WORK INSTRUCTIONS: What do the lines say from the one containing "positive clicks: (570, 67)" to the end of the records? Restate them word for word, and only those.
* * *
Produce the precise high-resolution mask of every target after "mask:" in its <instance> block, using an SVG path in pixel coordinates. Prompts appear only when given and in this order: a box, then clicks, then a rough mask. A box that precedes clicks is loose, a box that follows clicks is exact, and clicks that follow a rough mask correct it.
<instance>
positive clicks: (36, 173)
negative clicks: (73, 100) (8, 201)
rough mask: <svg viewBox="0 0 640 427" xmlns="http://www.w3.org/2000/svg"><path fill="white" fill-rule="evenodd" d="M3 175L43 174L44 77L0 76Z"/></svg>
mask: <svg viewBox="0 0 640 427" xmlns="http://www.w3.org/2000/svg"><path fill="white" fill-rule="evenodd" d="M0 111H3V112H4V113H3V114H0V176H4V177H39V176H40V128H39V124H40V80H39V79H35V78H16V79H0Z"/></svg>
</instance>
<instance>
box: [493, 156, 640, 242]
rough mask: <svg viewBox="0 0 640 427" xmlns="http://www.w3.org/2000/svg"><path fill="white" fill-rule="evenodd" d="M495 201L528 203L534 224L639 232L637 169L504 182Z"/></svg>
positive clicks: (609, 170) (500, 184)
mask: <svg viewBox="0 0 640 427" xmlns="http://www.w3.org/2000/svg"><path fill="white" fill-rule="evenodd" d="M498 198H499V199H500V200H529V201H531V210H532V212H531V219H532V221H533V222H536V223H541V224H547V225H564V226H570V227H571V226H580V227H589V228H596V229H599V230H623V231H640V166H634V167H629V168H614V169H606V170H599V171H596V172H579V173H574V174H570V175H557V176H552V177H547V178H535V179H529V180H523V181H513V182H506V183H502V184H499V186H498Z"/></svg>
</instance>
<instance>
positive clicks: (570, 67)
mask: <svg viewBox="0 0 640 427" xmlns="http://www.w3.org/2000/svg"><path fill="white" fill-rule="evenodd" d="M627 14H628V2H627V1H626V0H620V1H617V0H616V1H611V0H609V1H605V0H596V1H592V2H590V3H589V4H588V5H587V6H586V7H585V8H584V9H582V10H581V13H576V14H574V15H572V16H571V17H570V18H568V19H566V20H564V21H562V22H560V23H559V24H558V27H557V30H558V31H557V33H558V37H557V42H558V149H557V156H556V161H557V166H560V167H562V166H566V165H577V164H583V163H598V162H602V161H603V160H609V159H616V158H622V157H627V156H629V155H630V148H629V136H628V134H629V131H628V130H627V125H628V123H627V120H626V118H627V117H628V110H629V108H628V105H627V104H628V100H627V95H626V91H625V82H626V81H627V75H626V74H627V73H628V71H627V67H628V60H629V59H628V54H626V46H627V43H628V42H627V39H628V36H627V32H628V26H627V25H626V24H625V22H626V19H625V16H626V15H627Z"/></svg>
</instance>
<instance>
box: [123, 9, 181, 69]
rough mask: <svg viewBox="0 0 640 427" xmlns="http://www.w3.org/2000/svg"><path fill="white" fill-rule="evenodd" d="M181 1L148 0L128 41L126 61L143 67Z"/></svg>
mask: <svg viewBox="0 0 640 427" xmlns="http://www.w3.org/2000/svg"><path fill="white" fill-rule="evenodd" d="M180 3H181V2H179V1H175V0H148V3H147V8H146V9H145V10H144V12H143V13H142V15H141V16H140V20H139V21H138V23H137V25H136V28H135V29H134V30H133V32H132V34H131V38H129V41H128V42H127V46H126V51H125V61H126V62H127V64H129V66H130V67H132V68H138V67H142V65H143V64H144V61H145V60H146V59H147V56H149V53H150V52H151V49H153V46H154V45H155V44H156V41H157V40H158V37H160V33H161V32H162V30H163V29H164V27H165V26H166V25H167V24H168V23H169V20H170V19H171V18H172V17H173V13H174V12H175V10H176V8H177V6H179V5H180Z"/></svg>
* * *
SOLUTION FOR THIS TASK:
positive clicks: (570, 67)
mask: <svg viewBox="0 0 640 427" xmlns="http://www.w3.org/2000/svg"><path fill="white" fill-rule="evenodd" d="M627 14H628V2H627V1H626V0H620V1H617V0H616V1H611V0H609V1H605V0H596V1H592V2H590V3H589V4H588V5H587V6H586V7H585V8H584V9H582V10H581V13H576V14H574V15H572V16H571V17H570V18H568V19H566V20H564V21H562V22H560V23H559V24H558V27H557V30H558V31H557V33H558V37H557V42H558V149H557V156H556V161H557V166H560V167H562V166H566V165H577V164H583V163H598V162H602V161H603V160H609V159H616V158H622V157H627V156H629V155H630V148H629V136H628V134H629V131H628V130H627V125H628V123H627V120H626V118H627V117H628V110H629V108H628V105H627V104H628V100H627V95H626V91H625V82H626V81H627V75H626V74H627V73H628V71H627V67H628V60H629V59H628V54H626V46H627V43H628V42H627V39H628V36H627V32H628V26H627V25H626V24H625V22H626V19H625V16H626V15H627Z"/></svg>
</instance>
<instance>
box: [123, 9, 181, 69]
rough mask: <svg viewBox="0 0 640 427" xmlns="http://www.w3.org/2000/svg"><path fill="white" fill-rule="evenodd" d="M181 1L148 0L128 41L126 61L143 67Z"/></svg>
mask: <svg viewBox="0 0 640 427" xmlns="http://www.w3.org/2000/svg"><path fill="white" fill-rule="evenodd" d="M180 3H181V2H179V1H175V0H148V3H147V8H146V9H145V10H144V12H143V13H142V15H141V16H140V20H139V21H138V23H137V25H136V28H135V29H134V30H133V32H132V34H131V38H129V41H128V42H127V46H126V51H125V61H126V62H127V64H129V66H130V67H132V68H138V67H142V65H143V64H144V61H145V60H146V59H147V56H149V53H150V52H151V49H153V46H154V45H155V44H156V41H157V40H158V37H160V33H161V32H162V30H163V29H164V27H165V26H166V25H167V24H168V23H169V20H170V19H171V18H172V17H173V13H174V12H175V10H176V8H177V6H179V5H180Z"/></svg>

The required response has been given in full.